### Stored data:
=======
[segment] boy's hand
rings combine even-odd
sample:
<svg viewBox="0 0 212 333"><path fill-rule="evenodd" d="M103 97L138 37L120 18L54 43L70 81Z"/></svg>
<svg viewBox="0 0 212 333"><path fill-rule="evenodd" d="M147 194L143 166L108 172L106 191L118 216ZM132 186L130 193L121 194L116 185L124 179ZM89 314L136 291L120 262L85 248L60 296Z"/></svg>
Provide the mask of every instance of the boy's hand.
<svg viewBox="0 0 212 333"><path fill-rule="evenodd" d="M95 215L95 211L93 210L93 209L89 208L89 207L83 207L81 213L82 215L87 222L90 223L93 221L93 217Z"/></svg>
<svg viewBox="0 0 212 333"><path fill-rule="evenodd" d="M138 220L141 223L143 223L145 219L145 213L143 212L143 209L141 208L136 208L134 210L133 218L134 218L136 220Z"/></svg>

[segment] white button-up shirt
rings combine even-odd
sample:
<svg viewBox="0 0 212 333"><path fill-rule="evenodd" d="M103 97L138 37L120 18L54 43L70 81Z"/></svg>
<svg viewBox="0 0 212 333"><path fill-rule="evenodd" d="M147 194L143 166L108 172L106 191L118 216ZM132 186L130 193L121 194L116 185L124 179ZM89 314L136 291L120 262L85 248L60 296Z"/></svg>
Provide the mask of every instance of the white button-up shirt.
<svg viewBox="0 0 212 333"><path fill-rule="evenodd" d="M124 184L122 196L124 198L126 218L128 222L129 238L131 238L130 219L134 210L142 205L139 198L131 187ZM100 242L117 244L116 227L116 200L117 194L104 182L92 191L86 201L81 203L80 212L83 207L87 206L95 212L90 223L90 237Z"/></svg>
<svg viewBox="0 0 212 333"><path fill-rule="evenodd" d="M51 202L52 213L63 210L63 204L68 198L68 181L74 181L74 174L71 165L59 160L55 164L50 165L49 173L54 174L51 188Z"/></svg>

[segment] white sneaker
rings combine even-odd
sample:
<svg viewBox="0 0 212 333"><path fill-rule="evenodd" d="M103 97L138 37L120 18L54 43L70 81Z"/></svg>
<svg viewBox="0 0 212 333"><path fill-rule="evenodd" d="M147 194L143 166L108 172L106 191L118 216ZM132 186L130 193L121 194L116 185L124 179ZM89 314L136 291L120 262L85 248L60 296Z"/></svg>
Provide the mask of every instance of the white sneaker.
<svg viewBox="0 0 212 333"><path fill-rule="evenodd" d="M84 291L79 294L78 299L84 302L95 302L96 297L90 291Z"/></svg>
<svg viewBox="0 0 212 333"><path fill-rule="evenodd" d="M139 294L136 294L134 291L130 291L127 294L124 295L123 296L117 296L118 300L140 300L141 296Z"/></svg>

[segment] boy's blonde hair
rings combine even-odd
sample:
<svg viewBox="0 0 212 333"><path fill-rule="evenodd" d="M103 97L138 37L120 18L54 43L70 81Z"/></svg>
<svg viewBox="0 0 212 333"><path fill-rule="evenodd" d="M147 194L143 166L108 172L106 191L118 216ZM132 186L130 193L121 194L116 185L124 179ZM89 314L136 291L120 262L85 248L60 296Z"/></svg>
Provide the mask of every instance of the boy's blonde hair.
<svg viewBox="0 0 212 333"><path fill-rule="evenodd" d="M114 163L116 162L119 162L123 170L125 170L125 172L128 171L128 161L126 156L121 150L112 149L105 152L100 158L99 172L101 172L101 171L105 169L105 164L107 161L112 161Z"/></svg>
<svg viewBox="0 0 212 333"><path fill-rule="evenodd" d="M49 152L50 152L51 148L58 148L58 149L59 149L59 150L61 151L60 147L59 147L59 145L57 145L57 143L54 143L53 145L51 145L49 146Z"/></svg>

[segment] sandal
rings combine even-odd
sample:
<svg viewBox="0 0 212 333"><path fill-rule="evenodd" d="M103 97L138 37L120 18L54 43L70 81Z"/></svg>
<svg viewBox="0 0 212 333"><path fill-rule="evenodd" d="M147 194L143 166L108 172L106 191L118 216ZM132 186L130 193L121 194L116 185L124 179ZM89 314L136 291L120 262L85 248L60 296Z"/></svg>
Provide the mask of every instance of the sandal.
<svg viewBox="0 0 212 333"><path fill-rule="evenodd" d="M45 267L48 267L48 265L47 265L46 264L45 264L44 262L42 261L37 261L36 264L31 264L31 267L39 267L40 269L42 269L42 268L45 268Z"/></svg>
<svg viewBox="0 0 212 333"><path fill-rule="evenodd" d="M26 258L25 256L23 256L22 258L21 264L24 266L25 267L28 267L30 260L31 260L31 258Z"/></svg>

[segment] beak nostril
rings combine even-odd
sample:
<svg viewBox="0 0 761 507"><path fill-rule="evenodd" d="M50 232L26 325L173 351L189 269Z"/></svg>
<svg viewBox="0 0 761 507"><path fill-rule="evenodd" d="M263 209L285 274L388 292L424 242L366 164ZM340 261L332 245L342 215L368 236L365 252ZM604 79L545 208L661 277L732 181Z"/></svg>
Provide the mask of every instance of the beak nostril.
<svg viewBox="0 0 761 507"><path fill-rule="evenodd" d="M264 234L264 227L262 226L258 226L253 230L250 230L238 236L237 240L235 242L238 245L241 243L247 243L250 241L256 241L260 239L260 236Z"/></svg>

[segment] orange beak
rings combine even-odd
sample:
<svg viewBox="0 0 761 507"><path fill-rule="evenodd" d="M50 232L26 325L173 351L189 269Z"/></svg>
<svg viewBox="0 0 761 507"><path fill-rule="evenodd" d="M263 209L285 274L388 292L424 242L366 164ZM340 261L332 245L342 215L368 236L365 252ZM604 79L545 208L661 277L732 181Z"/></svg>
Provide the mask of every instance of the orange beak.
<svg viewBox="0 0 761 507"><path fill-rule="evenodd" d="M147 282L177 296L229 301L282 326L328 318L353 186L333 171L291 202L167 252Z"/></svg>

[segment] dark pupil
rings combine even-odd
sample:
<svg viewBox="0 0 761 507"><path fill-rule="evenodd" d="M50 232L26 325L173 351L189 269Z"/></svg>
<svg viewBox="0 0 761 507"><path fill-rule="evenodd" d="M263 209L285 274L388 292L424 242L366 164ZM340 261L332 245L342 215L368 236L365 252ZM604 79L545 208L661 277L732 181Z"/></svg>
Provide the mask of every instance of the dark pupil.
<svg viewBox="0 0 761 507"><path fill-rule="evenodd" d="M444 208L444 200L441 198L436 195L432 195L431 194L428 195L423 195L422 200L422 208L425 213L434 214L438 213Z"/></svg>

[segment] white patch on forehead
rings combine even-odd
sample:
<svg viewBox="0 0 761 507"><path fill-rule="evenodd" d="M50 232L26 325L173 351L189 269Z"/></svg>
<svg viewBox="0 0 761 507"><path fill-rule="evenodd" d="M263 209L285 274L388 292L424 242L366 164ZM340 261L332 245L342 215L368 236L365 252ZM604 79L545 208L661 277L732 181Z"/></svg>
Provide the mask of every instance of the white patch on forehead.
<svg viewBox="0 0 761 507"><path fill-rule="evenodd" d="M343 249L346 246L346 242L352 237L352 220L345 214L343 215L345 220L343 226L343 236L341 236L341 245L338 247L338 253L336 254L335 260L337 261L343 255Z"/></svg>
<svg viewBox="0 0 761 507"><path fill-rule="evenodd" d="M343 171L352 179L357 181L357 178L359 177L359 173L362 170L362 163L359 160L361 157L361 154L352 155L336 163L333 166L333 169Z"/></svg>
=======
### To do:
Write out every line of the records above again, putting "Return" in place of each "Provide" and changing nothing else.

### Solution to this problem:
[segment] boy's hand
rings combine even-odd
sample:
<svg viewBox="0 0 212 333"><path fill-rule="evenodd" d="M103 97L138 37L120 18L54 43L70 81Z"/></svg>
<svg viewBox="0 0 212 333"><path fill-rule="evenodd" d="M147 194L143 166L108 172L106 191L118 216ZM132 186L130 193L121 194L116 185L124 179ZM89 314L136 291L120 262L85 248L60 296Z"/></svg>
Return the mask of every instance of the boy's hand.
<svg viewBox="0 0 212 333"><path fill-rule="evenodd" d="M95 215L95 211L93 210L93 209L89 208L89 207L83 207L81 213L82 215L87 222L90 223L93 221L93 217Z"/></svg>
<svg viewBox="0 0 212 333"><path fill-rule="evenodd" d="M138 220L141 223L143 223L145 219L145 213L143 212L143 209L141 208L136 208L134 210L133 218L134 218L136 220Z"/></svg>

[segment] white button-up shirt
rings combine even-odd
sample:
<svg viewBox="0 0 212 333"><path fill-rule="evenodd" d="M103 97L138 37L120 18L54 43L70 81Z"/></svg>
<svg viewBox="0 0 212 333"><path fill-rule="evenodd" d="M147 194L143 166L108 172L106 191L118 216ZM132 186L130 193L121 194L116 185L124 179ZM89 314L136 291L120 262L85 248L60 296Z"/></svg>
Return the mask of every instance of the white button-up shirt.
<svg viewBox="0 0 212 333"><path fill-rule="evenodd" d="M124 184L122 196L124 198L126 218L128 222L129 238L131 238L130 219L134 210L142 205L139 198L131 187ZM100 242L117 244L116 227L116 200L117 194L104 182L92 191L86 201L81 203L80 212L83 207L87 206L95 212L90 223L90 237Z"/></svg>
<svg viewBox="0 0 212 333"><path fill-rule="evenodd" d="M51 202L52 213L63 210L63 204L68 198L68 181L74 181L74 174L71 165L59 160L55 164L50 165L49 173L54 174L51 188Z"/></svg>

[segment] white sneaker
rings combine even-odd
sample:
<svg viewBox="0 0 212 333"><path fill-rule="evenodd" d="M103 97L138 37L120 18L54 43L70 81Z"/></svg>
<svg viewBox="0 0 212 333"><path fill-rule="evenodd" d="M147 194L143 166L108 172L106 191L118 216ZM132 186L130 193L121 194L116 185L124 179ZM89 314L136 291L120 262L85 248L60 296Z"/></svg>
Return the mask of every instance of the white sneaker.
<svg viewBox="0 0 212 333"><path fill-rule="evenodd" d="M84 291L79 294L78 299L84 302L95 302L96 297L90 291Z"/></svg>
<svg viewBox="0 0 212 333"><path fill-rule="evenodd" d="M139 294L136 294L134 291L130 291L127 294L124 295L123 296L117 296L118 300L140 300L141 296Z"/></svg>

[segment] boy's blonde hair
rings combine even-odd
sample:
<svg viewBox="0 0 212 333"><path fill-rule="evenodd" d="M103 97L138 37L120 18L54 43L70 81Z"/></svg>
<svg viewBox="0 0 212 333"><path fill-rule="evenodd" d="M147 194L143 166L108 172L106 191L118 216ZM132 186L130 193L121 194L116 185L124 179ZM89 314L136 291L120 262L85 248L60 296Z"/></svg>
Return the mask of every instance of the boy's blonde hair.
<svg viewBox="0 0 212 333"><path fill-rule="evenodd" d="M114 163L116 162L119 162L123 170L125 170L125 172L128 171L128 161L126 156L121 150L112 149L105 152L100 158L99 172L101 172L101 171L105 169L105 164L107 161L112 161Z"/></svg>
<svg viewBox="0 0 212 333"><path fill-rule="evenodd" d="M49 152L50 152L51 148L58 148L58 149L59 149L59 150L61 151L60 147L59 147L59 145L57 145L57 143L54 143L53 145L51 145L49 146Z"/></svg>

[segment] sandal
rings combine even-odd
sample:
<svg viewBox="0 0 212 333"><path fill-rule="evenodd" d="M103 97L138 37L120 18L54 43L70 81Z"/></svg>
<svg viewBox="0 0 212 333"><path fill-rule="evenodd" d="M147 194L143 166L108 172L106 191L118 216ZM132 186L130 193L121 194L116 185L124 179ZM89 314L136 291L120 262L85 248L60 296Z"/></svg>
Return the mask of every instance of the sandal.
<svg viewBox="0 0 212 333"><path fill-rule="evenodd" d="M45 267L48 267L48 265L47 265L46 264L45 264L44 262L42 261L37 261L36 264L31 264L31 267L39 267L40 269L42 269L42 268L45 268Z"/></svg>
<svg viewBox="0 0 212 333"><path fill-rule="evenodd" d="M26 258L25 256L23 256L22 258L21 264L24 266L25 267L28 267L30 260L31 260L31 258Z"/></svg>

[segment] beak nostril
rings combine even-odd
sample:
<svg viewBox="0 0 761 507"><path fill-rule="evenodd" d="M50 232L26 325L173 351L189 269Z"/></svg>
<svg viewBox="0 0 761 507"><path fill-rule="evenodd" d="M263 209L285 274L388 292L424 242L366 164ZM340 261L332 245L342 215L368 236L365 252ZM604 79L545 208L661 277L732 181Z"/></svg>
Return the mask of every instance of the beak nostril.
<svg viewBox="0 0 761 507"><path fill-rule="evenodd" d="M264 234L264 227L262 226L258 226L253 230L250 230L238 236L237 240L235 242L238 245L241 243L247 243L250 241L256 241L260 239L260 236Z"/></svg>

[segment] orange beak
rings combine even-odd
sample:
<svg viewBox="0 0 761 507"><path fill-rule="evenodd" d="M50 232L26 325L173 351L189 269Z"/></svg>
<svg viewBox="0 0 761 507"><path fill-rule="evenodd" d="M263 209L285 274L388 292L424 242L366 164ZM340 261L332 245L342 215L368 236L365 252ZM604 79L545 208L661 277L732 181Z"/></svg>
Return the mask of every instance of the orange beak.
<svg viewBox="0 0 761 507"><path fill-rule="evenodd" d="M147 282L177 296L229 301L282 326L328 318L353 186L333 171L291 202L167 252Z"/></svg>

[segment] dark pupil
rings combine even-odd
sample:
<svg viewBox="0 0 761 507"><path fill-rule="evenodd" d="M50 232L26 325L173 351L189 269Z"/></svg>
<svg viewBox="0 0 761 507"><path fill-rule="evenodd" d="M263 209L285 274L388 292L424 242L366 164ZM340 261L332 245L342 215L368 236L365 252ZM604 79L545 208L661 277L732 181Z"/></svg>
Return the mask of every instance of the dark pupil.
<svg viewBox="0 0 761 507"><path fill-rule="evenodd" d="M444 208L444 200L441 198L436 195L432 195L431 194L428 195L423 195L422 200L422 208L425 213L434 214L438 213Z"/></svg>

[segment] white patch on forehead
rings combine even-odd
sample:
<svg viewBox="0 0 761 507"><path fill-rule="evenodd" d="M50 232L26 325L173 351L189 269Z"/></svg>
<svg viewBox="0 0 761 507"><path fill-rule="evenodd" d="M263 209L285 274L388 292L424 242L366 164ZM340 261L332 245L342 215L368 236L365 252ZM604 79L545 208L661 277L732 181Z"/></svg>
Return the mask of every instance of the white patch on forehead.
<svg viewBox="0 0 761 507"><path fill-rule="evenodd" d="M343 249L346 246L346 242L352 237L352 220L345 214L343 215L345 220L343 226L343 236L341 236L341 245L338 247L338 253L336 254L335 260L337 261L343 255Z"/></svg>
<svg viewBox="0 0 761 507"><path fill-rule="evenodd" d="M343 171L352 179L357 181L357 178L359 177L359 173L362 170L362 163L359 160L361 157L361 154L352 155L336 163L333 166L333 169Z"/></svg>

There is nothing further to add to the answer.